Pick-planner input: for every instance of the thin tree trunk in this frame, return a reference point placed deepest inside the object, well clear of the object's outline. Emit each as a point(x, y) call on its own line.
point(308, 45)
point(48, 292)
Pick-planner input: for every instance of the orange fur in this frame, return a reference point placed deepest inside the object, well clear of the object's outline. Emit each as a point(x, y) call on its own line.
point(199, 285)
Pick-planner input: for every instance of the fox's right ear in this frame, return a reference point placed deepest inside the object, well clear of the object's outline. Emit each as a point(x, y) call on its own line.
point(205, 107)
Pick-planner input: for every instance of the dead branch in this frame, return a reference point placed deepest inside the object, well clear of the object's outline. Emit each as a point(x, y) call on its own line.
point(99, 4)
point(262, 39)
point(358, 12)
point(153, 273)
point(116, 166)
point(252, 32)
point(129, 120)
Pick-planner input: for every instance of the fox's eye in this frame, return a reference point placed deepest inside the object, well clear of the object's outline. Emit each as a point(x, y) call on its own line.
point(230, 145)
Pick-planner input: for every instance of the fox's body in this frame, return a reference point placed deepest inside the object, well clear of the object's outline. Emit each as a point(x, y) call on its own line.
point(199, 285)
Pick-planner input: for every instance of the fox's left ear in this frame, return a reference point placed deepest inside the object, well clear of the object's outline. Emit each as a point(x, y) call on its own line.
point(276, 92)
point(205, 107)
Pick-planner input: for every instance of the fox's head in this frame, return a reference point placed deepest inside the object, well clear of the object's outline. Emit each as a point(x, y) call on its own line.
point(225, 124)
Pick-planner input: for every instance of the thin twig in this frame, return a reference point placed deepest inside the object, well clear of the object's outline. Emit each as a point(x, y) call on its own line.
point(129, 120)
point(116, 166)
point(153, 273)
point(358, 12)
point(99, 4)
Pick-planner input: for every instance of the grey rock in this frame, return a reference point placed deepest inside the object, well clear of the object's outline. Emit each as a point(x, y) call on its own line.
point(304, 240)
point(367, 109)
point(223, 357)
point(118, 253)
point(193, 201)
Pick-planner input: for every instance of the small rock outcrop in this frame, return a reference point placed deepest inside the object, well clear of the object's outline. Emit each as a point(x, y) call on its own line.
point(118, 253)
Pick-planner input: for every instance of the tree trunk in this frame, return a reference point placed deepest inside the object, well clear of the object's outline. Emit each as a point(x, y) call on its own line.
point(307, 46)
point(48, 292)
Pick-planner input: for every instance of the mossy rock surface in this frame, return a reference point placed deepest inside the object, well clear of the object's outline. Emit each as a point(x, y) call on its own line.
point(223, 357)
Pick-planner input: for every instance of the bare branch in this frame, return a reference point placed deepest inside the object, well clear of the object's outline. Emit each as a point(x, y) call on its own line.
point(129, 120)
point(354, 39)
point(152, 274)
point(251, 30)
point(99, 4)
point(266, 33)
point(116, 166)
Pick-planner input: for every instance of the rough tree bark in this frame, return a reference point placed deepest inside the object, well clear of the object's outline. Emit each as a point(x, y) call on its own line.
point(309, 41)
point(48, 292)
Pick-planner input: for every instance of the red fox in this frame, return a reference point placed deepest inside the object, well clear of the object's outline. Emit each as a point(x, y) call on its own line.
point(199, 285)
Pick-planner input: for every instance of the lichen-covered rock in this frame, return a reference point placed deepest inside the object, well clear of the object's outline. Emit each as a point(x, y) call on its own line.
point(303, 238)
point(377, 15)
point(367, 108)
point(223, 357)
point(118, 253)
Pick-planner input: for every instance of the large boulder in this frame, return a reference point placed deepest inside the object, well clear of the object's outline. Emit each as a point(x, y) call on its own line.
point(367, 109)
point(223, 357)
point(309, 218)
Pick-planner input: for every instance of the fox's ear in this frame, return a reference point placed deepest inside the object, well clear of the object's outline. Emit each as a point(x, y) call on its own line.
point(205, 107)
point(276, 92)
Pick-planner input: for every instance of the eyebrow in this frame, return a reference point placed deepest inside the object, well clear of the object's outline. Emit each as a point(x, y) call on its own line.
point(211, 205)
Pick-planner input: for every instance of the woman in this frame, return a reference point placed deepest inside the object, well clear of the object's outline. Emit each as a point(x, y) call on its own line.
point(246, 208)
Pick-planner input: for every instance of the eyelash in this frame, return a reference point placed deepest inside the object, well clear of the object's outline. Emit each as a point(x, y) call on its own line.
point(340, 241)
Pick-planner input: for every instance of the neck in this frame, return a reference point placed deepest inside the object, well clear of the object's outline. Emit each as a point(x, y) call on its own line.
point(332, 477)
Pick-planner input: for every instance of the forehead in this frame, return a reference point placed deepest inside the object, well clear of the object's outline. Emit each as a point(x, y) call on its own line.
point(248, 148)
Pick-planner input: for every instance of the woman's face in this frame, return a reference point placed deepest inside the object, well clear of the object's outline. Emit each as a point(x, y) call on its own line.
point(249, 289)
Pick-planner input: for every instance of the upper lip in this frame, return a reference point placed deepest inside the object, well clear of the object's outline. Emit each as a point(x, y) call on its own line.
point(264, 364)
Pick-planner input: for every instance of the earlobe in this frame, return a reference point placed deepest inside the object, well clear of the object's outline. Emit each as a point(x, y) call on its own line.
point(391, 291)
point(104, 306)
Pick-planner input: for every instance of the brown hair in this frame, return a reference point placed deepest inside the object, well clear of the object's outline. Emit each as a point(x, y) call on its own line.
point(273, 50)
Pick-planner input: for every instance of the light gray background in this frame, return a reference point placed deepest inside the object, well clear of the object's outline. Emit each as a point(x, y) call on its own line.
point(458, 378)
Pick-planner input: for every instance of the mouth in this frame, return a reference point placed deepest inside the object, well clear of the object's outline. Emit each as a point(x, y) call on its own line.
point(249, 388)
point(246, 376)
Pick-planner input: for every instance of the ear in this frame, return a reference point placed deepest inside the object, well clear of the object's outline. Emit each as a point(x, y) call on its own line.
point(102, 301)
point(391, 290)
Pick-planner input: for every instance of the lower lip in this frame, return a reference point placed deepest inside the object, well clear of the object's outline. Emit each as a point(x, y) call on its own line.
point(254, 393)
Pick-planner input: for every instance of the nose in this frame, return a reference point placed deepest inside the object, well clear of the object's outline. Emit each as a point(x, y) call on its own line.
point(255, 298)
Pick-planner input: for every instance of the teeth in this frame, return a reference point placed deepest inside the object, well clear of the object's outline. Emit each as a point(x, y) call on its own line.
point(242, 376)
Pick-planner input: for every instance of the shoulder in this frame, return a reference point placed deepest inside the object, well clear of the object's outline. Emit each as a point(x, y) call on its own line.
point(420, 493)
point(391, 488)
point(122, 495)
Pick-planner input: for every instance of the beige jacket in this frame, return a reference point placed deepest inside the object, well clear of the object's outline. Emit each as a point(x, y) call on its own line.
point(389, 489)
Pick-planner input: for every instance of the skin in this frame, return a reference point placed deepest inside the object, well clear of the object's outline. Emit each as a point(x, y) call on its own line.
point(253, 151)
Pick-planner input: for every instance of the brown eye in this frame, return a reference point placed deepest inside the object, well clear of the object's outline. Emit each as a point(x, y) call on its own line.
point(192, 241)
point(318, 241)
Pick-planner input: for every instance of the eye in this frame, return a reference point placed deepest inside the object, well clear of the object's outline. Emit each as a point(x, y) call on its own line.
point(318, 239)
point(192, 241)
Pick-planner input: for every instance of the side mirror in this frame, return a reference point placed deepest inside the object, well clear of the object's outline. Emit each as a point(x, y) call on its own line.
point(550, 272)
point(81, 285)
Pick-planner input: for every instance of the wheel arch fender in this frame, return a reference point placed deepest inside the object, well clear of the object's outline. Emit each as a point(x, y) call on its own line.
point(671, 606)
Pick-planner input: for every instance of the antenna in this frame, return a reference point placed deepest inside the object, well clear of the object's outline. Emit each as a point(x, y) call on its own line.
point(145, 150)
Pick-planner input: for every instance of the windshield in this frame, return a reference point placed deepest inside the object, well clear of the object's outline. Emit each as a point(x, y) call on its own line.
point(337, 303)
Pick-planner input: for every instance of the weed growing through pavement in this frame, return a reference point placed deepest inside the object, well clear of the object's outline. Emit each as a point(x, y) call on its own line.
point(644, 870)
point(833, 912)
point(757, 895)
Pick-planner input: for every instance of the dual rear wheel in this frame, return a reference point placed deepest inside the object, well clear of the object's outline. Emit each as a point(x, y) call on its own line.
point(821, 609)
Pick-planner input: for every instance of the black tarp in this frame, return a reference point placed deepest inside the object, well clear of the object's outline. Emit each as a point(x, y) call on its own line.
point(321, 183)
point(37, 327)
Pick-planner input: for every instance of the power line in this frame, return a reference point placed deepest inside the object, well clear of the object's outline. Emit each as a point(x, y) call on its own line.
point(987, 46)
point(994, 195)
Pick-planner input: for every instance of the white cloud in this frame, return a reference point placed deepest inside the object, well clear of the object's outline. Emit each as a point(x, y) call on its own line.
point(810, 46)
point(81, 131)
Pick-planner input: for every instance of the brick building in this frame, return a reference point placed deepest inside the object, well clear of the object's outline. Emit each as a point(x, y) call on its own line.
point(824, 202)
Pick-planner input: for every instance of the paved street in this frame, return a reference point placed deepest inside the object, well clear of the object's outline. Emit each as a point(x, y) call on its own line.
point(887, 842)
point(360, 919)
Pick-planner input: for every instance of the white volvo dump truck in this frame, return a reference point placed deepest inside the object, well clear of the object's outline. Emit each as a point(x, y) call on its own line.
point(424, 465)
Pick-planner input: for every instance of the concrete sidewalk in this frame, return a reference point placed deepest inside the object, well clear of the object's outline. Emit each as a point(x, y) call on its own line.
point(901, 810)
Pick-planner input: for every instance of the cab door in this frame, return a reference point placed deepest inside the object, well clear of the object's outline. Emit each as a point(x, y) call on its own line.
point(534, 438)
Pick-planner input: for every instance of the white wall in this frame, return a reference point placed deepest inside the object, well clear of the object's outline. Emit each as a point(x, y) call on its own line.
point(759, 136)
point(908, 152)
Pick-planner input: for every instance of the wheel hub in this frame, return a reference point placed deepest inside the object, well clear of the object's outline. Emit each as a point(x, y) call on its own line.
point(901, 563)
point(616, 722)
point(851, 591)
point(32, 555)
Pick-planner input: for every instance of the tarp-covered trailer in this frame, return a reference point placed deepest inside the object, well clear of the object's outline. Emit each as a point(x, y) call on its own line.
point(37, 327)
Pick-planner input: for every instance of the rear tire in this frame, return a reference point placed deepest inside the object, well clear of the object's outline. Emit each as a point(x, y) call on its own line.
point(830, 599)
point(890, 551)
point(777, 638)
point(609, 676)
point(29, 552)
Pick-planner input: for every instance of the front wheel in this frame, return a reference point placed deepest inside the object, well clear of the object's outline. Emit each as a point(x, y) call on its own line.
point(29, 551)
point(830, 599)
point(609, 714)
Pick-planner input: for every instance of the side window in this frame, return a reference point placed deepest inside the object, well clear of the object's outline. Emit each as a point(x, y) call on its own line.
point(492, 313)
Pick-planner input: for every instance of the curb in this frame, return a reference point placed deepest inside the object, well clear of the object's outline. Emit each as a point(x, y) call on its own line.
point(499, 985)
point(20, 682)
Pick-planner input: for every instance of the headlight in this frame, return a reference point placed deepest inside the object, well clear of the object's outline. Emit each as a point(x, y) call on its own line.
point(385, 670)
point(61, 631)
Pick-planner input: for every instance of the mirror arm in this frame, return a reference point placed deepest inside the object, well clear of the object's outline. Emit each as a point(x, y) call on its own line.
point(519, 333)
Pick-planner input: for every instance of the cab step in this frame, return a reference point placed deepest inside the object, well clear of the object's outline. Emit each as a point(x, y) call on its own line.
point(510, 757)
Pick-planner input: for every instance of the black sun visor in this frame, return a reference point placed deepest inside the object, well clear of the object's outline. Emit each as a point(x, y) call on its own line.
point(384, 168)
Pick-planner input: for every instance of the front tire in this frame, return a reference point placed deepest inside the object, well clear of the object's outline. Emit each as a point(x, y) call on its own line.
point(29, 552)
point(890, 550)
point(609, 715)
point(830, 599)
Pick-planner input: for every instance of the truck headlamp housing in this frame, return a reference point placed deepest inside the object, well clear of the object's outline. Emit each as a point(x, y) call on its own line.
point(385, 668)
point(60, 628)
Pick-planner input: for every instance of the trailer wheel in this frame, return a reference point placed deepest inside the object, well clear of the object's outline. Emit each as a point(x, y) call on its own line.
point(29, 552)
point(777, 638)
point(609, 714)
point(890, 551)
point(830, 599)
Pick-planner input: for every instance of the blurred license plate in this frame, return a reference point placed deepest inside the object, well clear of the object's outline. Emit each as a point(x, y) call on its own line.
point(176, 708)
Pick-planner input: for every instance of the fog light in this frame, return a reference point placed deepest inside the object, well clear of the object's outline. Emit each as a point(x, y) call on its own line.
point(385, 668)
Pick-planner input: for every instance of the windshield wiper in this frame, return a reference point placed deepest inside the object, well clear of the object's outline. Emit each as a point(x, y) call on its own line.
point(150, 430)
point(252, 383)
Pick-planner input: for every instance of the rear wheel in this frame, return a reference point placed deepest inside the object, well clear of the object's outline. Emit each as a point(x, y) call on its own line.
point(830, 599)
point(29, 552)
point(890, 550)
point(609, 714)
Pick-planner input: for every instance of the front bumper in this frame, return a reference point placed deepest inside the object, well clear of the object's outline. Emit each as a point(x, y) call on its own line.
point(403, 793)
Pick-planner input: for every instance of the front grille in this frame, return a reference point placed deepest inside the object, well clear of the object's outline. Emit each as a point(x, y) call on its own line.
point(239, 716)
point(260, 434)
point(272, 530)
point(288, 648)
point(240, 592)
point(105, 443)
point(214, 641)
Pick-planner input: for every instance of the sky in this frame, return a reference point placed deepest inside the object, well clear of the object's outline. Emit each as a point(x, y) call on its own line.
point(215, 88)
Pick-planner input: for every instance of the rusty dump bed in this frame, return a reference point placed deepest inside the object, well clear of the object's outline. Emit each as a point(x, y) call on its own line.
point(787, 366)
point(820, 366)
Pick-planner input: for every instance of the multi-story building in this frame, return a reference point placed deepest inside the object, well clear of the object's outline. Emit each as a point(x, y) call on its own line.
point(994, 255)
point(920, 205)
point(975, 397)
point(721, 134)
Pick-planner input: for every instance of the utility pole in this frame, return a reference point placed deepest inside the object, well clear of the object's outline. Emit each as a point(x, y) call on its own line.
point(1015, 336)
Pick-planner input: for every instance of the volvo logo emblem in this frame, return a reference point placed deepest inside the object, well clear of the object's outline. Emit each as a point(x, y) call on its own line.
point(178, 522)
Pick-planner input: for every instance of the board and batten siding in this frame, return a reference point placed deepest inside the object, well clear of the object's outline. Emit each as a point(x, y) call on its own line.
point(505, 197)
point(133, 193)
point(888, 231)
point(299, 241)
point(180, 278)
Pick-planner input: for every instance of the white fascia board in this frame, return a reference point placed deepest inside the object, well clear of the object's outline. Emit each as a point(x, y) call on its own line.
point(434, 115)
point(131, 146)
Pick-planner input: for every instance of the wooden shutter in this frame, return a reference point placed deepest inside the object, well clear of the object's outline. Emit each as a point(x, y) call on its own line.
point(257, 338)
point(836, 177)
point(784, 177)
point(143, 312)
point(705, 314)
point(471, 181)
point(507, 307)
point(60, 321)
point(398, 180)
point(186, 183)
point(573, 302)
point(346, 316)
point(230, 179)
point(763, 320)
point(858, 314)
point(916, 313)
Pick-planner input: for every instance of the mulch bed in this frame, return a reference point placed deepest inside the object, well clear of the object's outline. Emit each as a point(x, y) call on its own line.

## Work instructions
Convert everything in the listing from the line containing "Pick-planner input: for every instance of the woman in" down to the line containing "point(249, 289)", both ends included, into a Markdown table with the columns "No." and "Entry". Number each line in order, skip blank lines, and include no other lines.

## Output of the exercise
| No. | Entry |
|---|---|
| 1 | Pick-planner input: for every instance of the woman in this frame, return a reference point placed deepest inside the object, well clear of the object's outline. Emit each as a point(x, y) call on its own line. |
| 2 | point(246, 208) |
| 3 | Pick-planner input: for every instance of the eyelash in this frame, return a reference point placed deepest inside the object, well clear of the object's outline. Emit each as a point(x, y) call on its own line. |
| 4 | point(340, 241) |
| 5 | Pick-planner input: for every instance of the neck in this frame, return a reference point placed deepest inside the object, well clear of the object's outline. Emit each as a point(x, y) call on its own line. |
| 6 | point(332, 477) |
| 7 | Pick-planner input: for every instance of the forehead in this frame, return a reference point placed deepest inside the object, well clear of the object's outline. Emit each as a point(x, y) call on its own line. |
| 8 | point(248, 148) |
| 9 | Pick-planner input: for every instance of the woman's face in this frame, return a reference point placed deepest inside the object, well clear of the object's outline. Emit each as a point(x, y) call on its own line. |
| 10 | point(249, 289) |